PROBLEMS TO SOLVE:
1. From the Ulrich Robeiri profile, list every medal he won in an individual event, with the competition, year, host city, and medal.
2. Extend the Ulrich Robeiri profile with the next passage, beginning right after its final sentence.

PROVIDED PASSAGE:
:::::
Personal information
- Born: 26 October 1982 (age 43) Cayenne, French Guiana
- Height: 1.91 m (6 ft 3 in)
- Weight: 85 kg (187 lb; 13.4 st)

Fencing career
- Sport: Fencing
- Weapon: épée
- Hand: Right-handed
- National coach: Hugues Obry
- Club: Levallois Sporting Club
- FIE ranking: current ranking

Medal record
Men's fencing
Representing France
Olympic Games
| Gold medal – first place | 2008 Beijing | Team épée |
World Championships
| Gold medal – first place | 2005 Leipzig | Team épée |
| Gold medal – first place | 2006 Turin | Team épée |
| Gold medal – first place | 2007 Saint-Petersburg | Team épée |
| Gold medal – first place | 2009 Antalya | Team épée |
| Gold medal – first place | 2010 Paris | Team épée |
| Gold medal – first place | 2014 Kazan | Individual |
| Gold medal – first place | 2014 Kazan | Team épée |
| Silver medal – second place | 2012 Kyiv | Team épée |
| Bronze medal – third place | 2003 Havana | Individual |
| Bronze medal – third place | 2013 Budapest | Team épée |
European Championships
| Gold medal – first place | 2008 Kyiv | Team épée |
| Silver medal – second place | 2009 Plovdiv | Individual |
| Bronze medal – third place | 2007 Ghent | Team épée |
| Bronze medal – third place | 2013 Zagreb | Individual |

= Ulrich Robeiri =

French fencer (born 1982)

Ulrich Robeiri (born 26 October 1982) is a French right-handed épée fencer, two-time team European champion, six-time team world champion, 2014 individual world champion, and 2008 team Olympic champion.
:::::
AVAILABLE DATA:
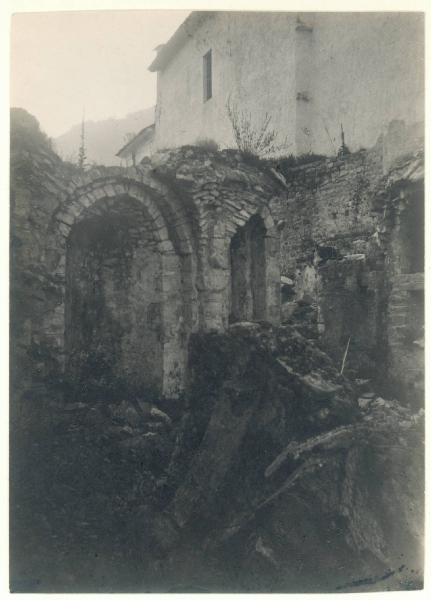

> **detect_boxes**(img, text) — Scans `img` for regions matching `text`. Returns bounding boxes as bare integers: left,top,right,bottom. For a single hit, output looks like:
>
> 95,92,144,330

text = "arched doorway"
:::::
EXPECTED OUTPUTS:
1.
- World Championships, 2003 Havana: bronze
- European Championships, 2009 Plovdiv: silver
- European Championships, 2013 Zagreb: bronze
- World Championships, 2014 Kazan: gold

2.
==Career==
Robeiri was born in Cayenne, French Guiana. He began fencing at age 8 at the Éclaireuses et Éclaireurs de France, an interreligious scouting association. He first practiced foil, the traditional learning weapon, before turning to épée. He first joined the centre for promising young athletes in Les Abymes, in Guadeloupe, then at the age of 15, the centre of Reims in metropolitan France. In 2001, he earned a bronze medal in the Junior European Championships in Keszthely. A year later, he was admitted into INSEP, a state institution for high-performance athletes. That same year, he earned the gold medal both in the individual and team event of the Junior World Championships in Antalya.

During his first season as a senior, he won the Lisbon Grand Prix and the Paris World Cup, and earned a bronze medal in the World Championships in Havana. He finished the season No.4 in world rankings. After a dry spell in 2003–04, he won the Heidenheim Grand Prix and the Puerto Rico World Cup in 2005. The same year, he joined the French national épée team, which had won the Olympic gold at Athens. With Érik Boisse, Jérôme Jeannet and Fabrice Jeannet, Robeiri won the gold medal at the World Championships. The team would come to be known as “the Invincibles”, as they dominated men's épée from 2004 to 2010 with eight consecutive world titles.

In the 2013–14 season, Robeiri placed second in the Berne Grand Prix and made it to the quarter-finals in the European Championships in Strasbourg before being defeated by Hungary's András Rédli, who eventually won the competition. A month after, Robeiri made it to the semi-final where he defeated his old teammate Gauthier Grumier. In the final, he prevailed over Park Kyoung-doo of South Korea to win his first individual World title.

Robeiri graduated from the Polytech'Paris-UPMC engineering school. He works as an engineer within the information and communications systems division of RATP Group, the public transport operator for Paris, with a special contract which allows him to train and to attend major competitions.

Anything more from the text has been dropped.